*Excerpt provided*:
------------

5/23/2018 8:02:00 AM
Training for an active-shooter incident
photo by Cody Rheault
+ click to enlarge
photo by Cody Rheault

photo by Cody Rheault
+ click to enlarge
photo by Cody Rheault
By Cody Rheault


Multiple agencies throughout Deschutes County participated in an active-shooter training event on Saturday, May 19. Agencies including local law enforcement and fire departments participated in a joint effort at Sisters High School to prepare to work together in the event of a public emergency.

Among the participating agencies were the Deschutes County Sheriff's Office, Black Butte Ranch Police Department, USFS Law Enforcement, Sisters School Resource Officer, Sisters-Camp Sherman Fire Department, Black Butte Ranch Fire Department, and Cloverdale Fire Department.

The idea for an active-shooter drill began late in 2017. The Deschutes County Sheriff's Office and local fire departments made a joint effort to make the event happen after many agencies felt the need to better prepare for the kind of event that has become more commonplace in today's society.

------------

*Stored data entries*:

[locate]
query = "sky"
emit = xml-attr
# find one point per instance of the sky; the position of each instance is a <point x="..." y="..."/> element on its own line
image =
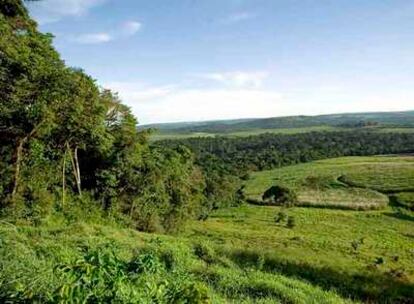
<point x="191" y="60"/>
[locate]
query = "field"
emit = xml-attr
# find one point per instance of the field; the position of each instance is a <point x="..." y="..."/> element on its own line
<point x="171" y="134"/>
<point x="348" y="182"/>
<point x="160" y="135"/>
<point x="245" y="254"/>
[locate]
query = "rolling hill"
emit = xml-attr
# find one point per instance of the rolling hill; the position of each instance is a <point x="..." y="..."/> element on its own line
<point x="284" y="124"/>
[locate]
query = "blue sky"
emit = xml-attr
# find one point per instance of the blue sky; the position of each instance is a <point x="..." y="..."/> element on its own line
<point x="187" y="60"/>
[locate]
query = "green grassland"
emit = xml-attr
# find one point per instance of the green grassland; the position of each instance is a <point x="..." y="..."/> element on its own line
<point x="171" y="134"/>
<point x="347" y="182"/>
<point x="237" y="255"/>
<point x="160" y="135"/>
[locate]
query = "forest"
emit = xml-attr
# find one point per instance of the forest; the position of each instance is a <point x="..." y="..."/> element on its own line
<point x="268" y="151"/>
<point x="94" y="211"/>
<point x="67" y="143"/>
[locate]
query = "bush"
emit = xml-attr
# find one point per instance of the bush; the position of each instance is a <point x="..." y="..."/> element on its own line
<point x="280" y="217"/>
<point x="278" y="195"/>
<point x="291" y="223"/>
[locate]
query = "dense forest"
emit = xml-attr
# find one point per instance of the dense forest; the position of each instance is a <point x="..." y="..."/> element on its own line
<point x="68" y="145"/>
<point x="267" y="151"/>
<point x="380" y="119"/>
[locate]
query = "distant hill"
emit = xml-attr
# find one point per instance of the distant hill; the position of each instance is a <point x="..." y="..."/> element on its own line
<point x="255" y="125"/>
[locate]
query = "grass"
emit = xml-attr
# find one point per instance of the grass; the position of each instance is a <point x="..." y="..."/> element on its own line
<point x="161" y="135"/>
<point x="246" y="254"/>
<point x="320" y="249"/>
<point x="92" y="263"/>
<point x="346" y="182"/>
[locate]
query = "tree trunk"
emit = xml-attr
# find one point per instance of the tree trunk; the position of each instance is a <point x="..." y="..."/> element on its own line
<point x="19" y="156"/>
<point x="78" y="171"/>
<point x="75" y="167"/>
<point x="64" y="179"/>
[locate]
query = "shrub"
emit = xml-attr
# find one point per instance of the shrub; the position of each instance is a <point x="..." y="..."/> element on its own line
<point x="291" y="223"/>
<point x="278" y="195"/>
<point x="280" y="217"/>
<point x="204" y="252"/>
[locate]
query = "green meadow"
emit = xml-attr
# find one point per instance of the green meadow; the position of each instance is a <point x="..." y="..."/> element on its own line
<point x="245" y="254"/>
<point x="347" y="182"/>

------------

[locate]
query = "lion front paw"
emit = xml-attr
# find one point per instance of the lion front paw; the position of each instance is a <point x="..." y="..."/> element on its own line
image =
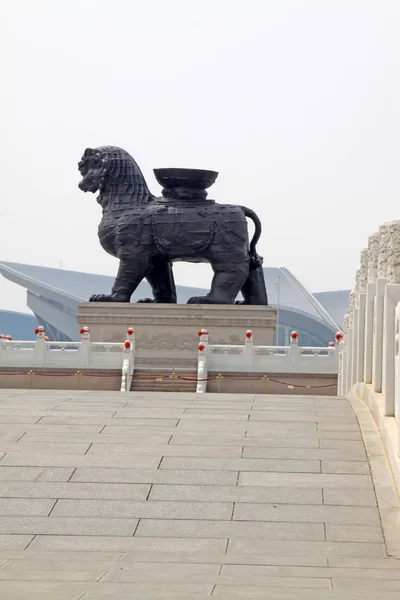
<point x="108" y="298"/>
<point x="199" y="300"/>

------------

*What the exercise asks*: Translate this sentence from the excerpt on active-shooter training into Spanish: "Multiple agencies throughout Deschutes County participated in an active-shooter training event on Saturday, May 19."

*Result of this task*: Múltiples agencias de todo el condado de Deschutes participaron en un evento de capacitación para casos de tirador activo el sábado 19 de mayo.